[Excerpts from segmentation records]
* begin *

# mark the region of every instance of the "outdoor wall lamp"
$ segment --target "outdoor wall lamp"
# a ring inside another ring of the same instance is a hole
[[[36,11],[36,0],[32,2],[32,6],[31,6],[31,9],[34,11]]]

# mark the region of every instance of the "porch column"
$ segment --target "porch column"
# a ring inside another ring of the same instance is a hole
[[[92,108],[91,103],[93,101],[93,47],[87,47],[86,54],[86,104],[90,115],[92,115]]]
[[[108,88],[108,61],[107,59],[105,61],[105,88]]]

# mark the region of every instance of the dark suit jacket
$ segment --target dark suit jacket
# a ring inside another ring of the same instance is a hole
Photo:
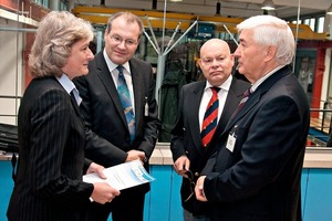
[[[170,143],[170,149],[173,152],[173,159],[175,161],[184,155],[189,158],[190,171],[195,176],[194,181],[196,181],[196,179],[200,176],[200,171],[203,170],[207,159],[216,151],[216,146],[214,145],[216,138],[221,134],[228,123],[228,119],[237,108],[240,99],[242,98],[243,92],[250,86],[249,83],[232,77],[225,108],[218,122],[216,133],[209,146],[205,148],[201,145],[198,119],[199,105],[205,85],[206,81],[201,81],[183,86],[177,120],[174,129],[172,130],[173,139]],[[189,180],[184,178],[180,190],[183,207],[195,214],[206,213],[206,203],[197,201],[195,194],[189,201],[185,202],[191,192],[193,190],[190,189]]]
[[[211,158],[204,191],[212,220],[301,220],[300,178],[310,113],[289,66],[268,77],[229,120]],[[234,150],[227,148],[236,137]]]
[[[124,162],[126,152],[132,149],[142,150],[149,158],[157,139],[159,119],[152,67],[137,59],[132,59],[129,65],[136,124],[136,138],[132,145],[123,107],[103,52],[90,62],[89,75],[74,80],[83,98],[80,108],[87,127],[89,148],[85,149],[85,155],[106,168]],[[148,170],[148,162],[145,168]],[[149,190],[148,185],[137,188],[144,192]]]
[[[54,77],[32,80],[18,122],[19,165],[9,220],[80,219],[93,191],[82,181],[84,122]]]

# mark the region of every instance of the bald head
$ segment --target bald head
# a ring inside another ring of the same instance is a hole
[[[210,39],[200,48],[199,66],[205,78],[214,86],[220,86],[231,74],[234,55],[229,45],[220,39]]]
[[[200,57],[206,56],[211,51],[222,51],[224,54],[230,54],[229,45],[221,39],[210,39],[200,48]]]

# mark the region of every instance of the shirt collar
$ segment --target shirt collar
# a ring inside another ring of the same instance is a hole
[[[61,77],[56,77],[56,80],[68,94],[71,94],[73,88],[76,88],[74,83],[65,74],[62,74]]]
[[[66,91],[66,93],[70,95],[73,91],[75,101],[77,105],[80,106],[82,98],[80,97],[79,90],[75,87],[74,83],[68,77],[68,75],[62,74],[61,77],[56,77],[58,82],[62,85],[62,87]]]
[[[252,84],[251,90],[250,90],[251,93],[253,93],[257,90],[257,87],[259,85],[261,85],[261,83],[263,83],[269,76],[271,76],[272,74],[274,74],[276,72],[278,72],[279,70],[281,70],[283,66],[286,66],[286,65],[279,65],[279,66],[277,66],[276,69],[273,69],[272,71],[270,71],[268,74],[266,74],[262,77],[260,77],[257,82],[255,82],[255,84]]]

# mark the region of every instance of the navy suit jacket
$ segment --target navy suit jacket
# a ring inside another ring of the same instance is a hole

* end *

Output every line of the listing above verbatim, omitting the pictures.

# mark the region of every instance of the "outdoor wall lamp"
$ segment --target "outdoor wall lamp"
# a ring inside another ring of the same instance is a hole
[[[36,11],[36,0],[32,2],[32,6],[31,6],[31,9],[34,11]]]

# mark the region of every instance of the "porch column"
$ segment --target "porch column"
# a ring inside another ring of the same instance is a hole
[[[92,108],[91,103],[93,101],[93,47],[87,47],[86,54],[86,104],[90,115],[92,115]]]
[[[108,88],[108,61],[107,59],[105,61],[105,88]]]

# mark the region of every instance of the dark suit jacket
$ segment --target dark suit jacket
# a ring inside another ring of the same instance is a hole
Photo:
[[[170,143],[170,149],[173,152],[173,159],[175,161],[184,155],[189,158],[190,171],[195,176],[194,181],[196,181],[196,179],[200,176],[200,171],[203,170],[207,159],[216,151],[216,146],[214,145],[216,138],[221,134],[228,123],[228,119],[237,108],[240,99],[242,98],[243,92],[250,86],[249,83],[232,77],[225,108],[218,122],[216,133],[209,146],[205,148],[201,145],[198,119],[199,105],[205,85],[206,81],[201,81],[183,86],[177,120],[174,129],[172,130],[173,139]],[[189,180],[184,178],[180,190],[183,207],[195,214],[206,213],[206,203],[197,201],[195,194],[189,201],[185,202],[191,192],[193,190],[190,189]]]
[[[211,158],[204,191],[212,220],[301,220],[300,178],[310,113],[289,66],[268,77],[229,120]],[[234,150],[227,148],[236,137]]]
[[[124,162],[126,152],[132,149],[142,150],[149,158],[157,139],[159,119],[152,67],[137,59],[132,59],[129,65],[136,124],[136,138],[132,145],[123,107],[103,52],[90,62],[89,75],[74,80],[83,98],[80,108],[87,127],[89,148],[85,149],[85,155],[106,168]],[[148,170],[148,162],[145,168]],[[149,190],[148,185],[137,188],[144,192]]]
[[[54,77],[32,80],[18,122],[19,165],[9,220],[80,219],[93,191],[82,181],[84,122]]]

# mark the region of every instance of the bald head
$ segment --target bald head
# a ring inside another ring of the same instance is a hole
[[[210,39],[200,48],[199,66],[205,78],[214,86],[220,86],[231,74],[234,55],[229,45],[220,39]]]
[[[200,57],[206,56],[211,51],[222,51],[224,54],[230,54],[229,45],[221,39],[210,39],[200,48]]]

# mark the region of every instance of the shirt collar
$ segment --target shirt collar
# a ring inside another ring of the same instance is a hole
[[[61,77],[56,77],[56,80],[68,94],[71,94],[73,88],[76,88],[74,83],[65,74],[62,74]]]
[[[66,91],[66,93],[70,95],[73,91],[75,101],[77,105],[80,106],[82,98],[80,97],[79,90],[75,87],[74,83],[68,77],[68,75],[62,74],[61,77],[56,77],[58,82],[62,85],[62,87]]]
[[[252,84],[251,90],[250,90],[251,93],[253,93],[257,90],[257,87],[259,85],[261,85],[261,83],[263,83],[269,76],[271,76],[272,74],[274,74],[276,72],[278,72],[279,70],[281,70],[283,66],[286,66],[286,65],[279,65],[279,66],[277,66],[276,69],[273,69],[272,71],[270,71],[268,74],[266,74],[262,77],[260,77],[257,82],[255,82],[255,84]]]

# mark the region of every instance of the navy suit jacket
$ segment --target navy suit jacket
# a ring inside another ring of the same instance is a hole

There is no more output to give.